(MATERIAL FOR THE TASK Opens)

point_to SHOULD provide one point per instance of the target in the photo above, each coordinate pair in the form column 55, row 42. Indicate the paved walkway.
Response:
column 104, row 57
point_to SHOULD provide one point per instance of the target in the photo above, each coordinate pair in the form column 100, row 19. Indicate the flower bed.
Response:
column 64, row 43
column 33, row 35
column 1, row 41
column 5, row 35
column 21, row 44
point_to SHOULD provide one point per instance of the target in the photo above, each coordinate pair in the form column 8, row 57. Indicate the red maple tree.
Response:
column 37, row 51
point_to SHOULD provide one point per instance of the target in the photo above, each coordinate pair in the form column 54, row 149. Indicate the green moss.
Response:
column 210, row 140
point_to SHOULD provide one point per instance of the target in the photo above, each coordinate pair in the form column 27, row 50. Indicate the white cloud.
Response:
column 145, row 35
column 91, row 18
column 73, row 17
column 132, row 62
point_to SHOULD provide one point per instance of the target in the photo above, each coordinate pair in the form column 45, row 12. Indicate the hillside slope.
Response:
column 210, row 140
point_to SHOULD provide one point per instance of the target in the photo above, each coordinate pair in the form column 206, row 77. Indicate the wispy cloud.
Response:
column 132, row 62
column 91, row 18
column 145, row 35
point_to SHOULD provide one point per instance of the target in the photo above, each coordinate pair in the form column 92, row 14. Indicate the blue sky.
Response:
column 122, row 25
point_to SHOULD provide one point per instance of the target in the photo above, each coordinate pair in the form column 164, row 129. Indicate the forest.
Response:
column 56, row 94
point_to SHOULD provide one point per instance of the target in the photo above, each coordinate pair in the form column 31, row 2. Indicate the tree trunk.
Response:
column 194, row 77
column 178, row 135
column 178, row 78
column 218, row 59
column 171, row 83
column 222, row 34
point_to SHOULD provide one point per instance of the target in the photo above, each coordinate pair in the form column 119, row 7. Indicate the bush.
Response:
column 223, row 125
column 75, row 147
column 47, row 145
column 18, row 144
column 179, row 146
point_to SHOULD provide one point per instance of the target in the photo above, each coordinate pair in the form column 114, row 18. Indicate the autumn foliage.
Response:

(MATERIAL FOR THE TASK Closes)

#### WHAT THE TASK REQUIRES:
What you give back should be only the lines of the records above, starting at the line with "the blue sky." and ending at the line with "the tree trunk.", restated word for word.

#### SOLUTION FOR THIS TASK:
point_to SHOULD provide one point per instance of the target in the photo above, each coordinate pair in the form column 92, row 14. Indicate the blue sky.
Response:
column 122, row 25
point_to SHOULD provide one point per instance of the target in the photo above, each coordinate pair in the form column 164, row 129. Indicate the forest.
Response:
column 56, row 94
point_to SHOULD provide one point per instance of the target in the photo above, each coordinate pair in the form column 31, row 2. Indicate the tree trunk.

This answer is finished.